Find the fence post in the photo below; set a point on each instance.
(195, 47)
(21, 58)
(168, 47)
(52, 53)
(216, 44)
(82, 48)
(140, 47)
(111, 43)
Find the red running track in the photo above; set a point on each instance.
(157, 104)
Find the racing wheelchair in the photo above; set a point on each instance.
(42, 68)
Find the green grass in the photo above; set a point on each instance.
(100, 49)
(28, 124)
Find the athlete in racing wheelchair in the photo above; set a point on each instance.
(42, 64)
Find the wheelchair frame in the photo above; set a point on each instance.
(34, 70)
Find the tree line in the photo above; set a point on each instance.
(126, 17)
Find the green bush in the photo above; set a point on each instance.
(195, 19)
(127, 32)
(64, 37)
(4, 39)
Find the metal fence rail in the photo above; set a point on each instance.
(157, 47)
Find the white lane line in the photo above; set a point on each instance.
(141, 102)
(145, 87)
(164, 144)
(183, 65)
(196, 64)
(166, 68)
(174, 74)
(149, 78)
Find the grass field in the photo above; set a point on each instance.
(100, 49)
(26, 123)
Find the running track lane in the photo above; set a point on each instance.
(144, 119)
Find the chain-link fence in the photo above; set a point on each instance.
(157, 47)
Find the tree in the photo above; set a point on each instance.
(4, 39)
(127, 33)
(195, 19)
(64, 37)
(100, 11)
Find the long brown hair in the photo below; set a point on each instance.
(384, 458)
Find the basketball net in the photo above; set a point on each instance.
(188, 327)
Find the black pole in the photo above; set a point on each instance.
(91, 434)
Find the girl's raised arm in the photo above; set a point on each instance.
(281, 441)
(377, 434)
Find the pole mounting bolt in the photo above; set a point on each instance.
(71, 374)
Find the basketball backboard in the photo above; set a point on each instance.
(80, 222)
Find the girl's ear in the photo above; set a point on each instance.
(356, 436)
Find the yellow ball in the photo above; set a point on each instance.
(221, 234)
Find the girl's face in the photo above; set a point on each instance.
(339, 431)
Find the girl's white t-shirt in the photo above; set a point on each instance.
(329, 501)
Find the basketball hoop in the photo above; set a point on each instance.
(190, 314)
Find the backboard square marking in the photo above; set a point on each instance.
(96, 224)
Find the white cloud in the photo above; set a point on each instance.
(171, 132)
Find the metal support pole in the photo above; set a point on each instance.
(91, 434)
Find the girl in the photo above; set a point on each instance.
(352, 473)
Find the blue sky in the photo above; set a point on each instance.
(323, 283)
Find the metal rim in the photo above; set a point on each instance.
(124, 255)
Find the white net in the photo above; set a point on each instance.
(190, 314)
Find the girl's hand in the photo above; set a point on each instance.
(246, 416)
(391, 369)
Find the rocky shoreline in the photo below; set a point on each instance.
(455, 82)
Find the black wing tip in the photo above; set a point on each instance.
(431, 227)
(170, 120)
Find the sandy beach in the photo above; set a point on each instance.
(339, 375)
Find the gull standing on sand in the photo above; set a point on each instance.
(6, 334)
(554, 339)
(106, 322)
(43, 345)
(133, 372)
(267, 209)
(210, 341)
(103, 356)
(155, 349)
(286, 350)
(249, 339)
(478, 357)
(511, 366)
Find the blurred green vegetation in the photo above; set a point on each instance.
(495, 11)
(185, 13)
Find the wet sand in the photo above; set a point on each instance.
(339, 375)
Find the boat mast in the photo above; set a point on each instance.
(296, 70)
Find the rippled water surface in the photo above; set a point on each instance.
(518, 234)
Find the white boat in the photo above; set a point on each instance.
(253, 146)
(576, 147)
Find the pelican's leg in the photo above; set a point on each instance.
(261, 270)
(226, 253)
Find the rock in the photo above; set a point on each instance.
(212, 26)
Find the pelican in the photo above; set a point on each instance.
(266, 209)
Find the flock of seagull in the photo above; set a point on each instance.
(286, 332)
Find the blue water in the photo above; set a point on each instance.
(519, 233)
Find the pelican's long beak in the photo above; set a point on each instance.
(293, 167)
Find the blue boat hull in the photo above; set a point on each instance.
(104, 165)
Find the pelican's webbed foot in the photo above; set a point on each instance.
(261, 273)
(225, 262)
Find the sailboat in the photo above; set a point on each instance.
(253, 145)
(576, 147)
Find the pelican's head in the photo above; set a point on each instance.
#####
Task prompt: Extract every entry in the listing word for word.

The response:
Find the fence post in the photo below; set a point on each instance.
(195, 47)
(21, 58)
(168, 47)
(52, 53)
(216, 44)
(82, 48)
(140, 47)
(111, 43)
Find the red running track in the photo above; set a point on each instance.
(157, 104)
Find the racing wheelchair in the photo above; set a point on each instance.
(42, 68)
Find the green grass in the photo above; set a point on each instance.
(100, 49)
(28, 124)
Find the athlete in racing wheelchair in the photo above; set a point on each instance.
(42, 64)
Find the wheelchair frame in the photo above; set a point on each instance.
(34, 70)
Find the tree line in the photo above; set a point on each instance.
(126, 17)
Find the green bush in the photo above; set a point on each instance.
(195, 19)
(127, 32)
(64, 37)
(4, 39)
Find the metal fence rail in the photo above; set a point on each instance.
(157, 47)
Find the white lane line in the photo above; set a point on each instance.
(141, 102)
(145, 87)
(164, 144)
(183, 65)
(196, 64)
(166, 68)
(174, 74)
(149, 78)
Find the grass field in the photo above; set a point on each instance.
(100, 49)
(26, 123)
Find the running track lane in the photo above; set a point on each instance.
(144, 119)
Find the chain-link fence in the photo above; set a point on each instance.
(157, 47)
Find the tree in the photo above; set a point on each instance.
(4, 39)
(127, 33)
(195, 19)
(64, 37)
(100, 11)
Find the long brown hair in the photo below; set a point on each instance.
(384, 458)
Find the basketball net in the photo above; set a point on each instance.
(188, 327)
Find the black pole in the photo above; set a point on each instance.
(91, 434)
Find the girl's raised arm in the photo above; set a point on each instance.
(281, 441)
(377, 434)
Find the pole mounting bolt in the photo above; set a point on each instance.
(71, 374)
Find the basketball backboard in the photo above; set a point on each instance.
(80, 222)
Find the girl's ear in the photo above; set a point on each instance.
(356, 436)
Find the yellow ball in the photo above; set a point on each instance.
(221, 234)
Find the girl's face in the photo above; set a point on each instance.
(339, 431)
Find the girl's white t-shirt in the photo above; set a point on each instance.
(329, 501)
Find the basketball hoop in the photo above; set a point on each instance.
(190, 314)
Find the backboard square marking in the photo above; set a point on each instance.
(96, 224)
Find the white cloud in the photo above; set a point on each instance.
(171, 132)
Find the metal support pole in the photo above; set a point on each instance.
(91, 434)
Find the girl in the photo above; set a point on each instance.
(352, 473)
Find the blue sky in the photo above; set a point on each instance.
(323, 283)
Find the metal rim in the photo above; set a point on each instance.
(124, 255)
Find the white net in the photo above; set a point on each instance.
(190, 314)
Find the girl's hand in the photo above; set a point on each instance.
(246, 416)
(391, 369)
Find the rocky shoreline in the photo below; set a point on each instance.
(455, 82)
Find the black wing tip in the photo above; set a point on each instance.
(431, 227)
(170, 120)
Find the sandy beach in the photo above; set a point on each instance.
(339, 375)
Find the gull standing on sand in the photo above; set a point on each instance.
(6, 334)
(554, 339)
(106, 322)
(43, 345)
(133, 372)
(267, 209)
(210, 341)
(103, 356)
(155, 349)
(286, 350)
(249, 339)
(478, 357)
(511, 366)
Find the blurred green vegetation in the photo above; set a point on each instance.
(495, 11)
(185, 13)
Find the wet sand in the photo above; set a point on each instance.
(339, 375)
Find the boat mast in the photo above; set a point on each instance.
(296, 70)
Find the rippled water surface in the photo above; set a point on each instance.
(518, 234)
Find the white boat in the photo above; set a point on each instance.
(253, 146)
(576, 147)
Find the pelican's leg in the photo above; set a point on each instance.
(261, 270)
(226, 253)
Find the rock in the photo above; set a point on each instance.
(212, 26)
Find the pelican in the photo above; set a point on each instance.
(266, 209)
Find the flock of seagull in the photo above; set a point on each instance.
(286, 332)
Find the blue water in the photo above; set a point on each instance.
(519, 233)
Find the pelican's long beak in the photo above; set a point on each instance.
(293, 167)
Find the blue boat hull in the photo above; set a point on each instance.
(104, 165)
Find the pelican's webbed foot in the photo above; set a point on each instance.
(261, 273)
(225, 262)
Find the sailboat in the photo above; set a point on each instance.
(253, 145)
(576, 147)
Find the pelican's head in the photo above; set a point on each instance.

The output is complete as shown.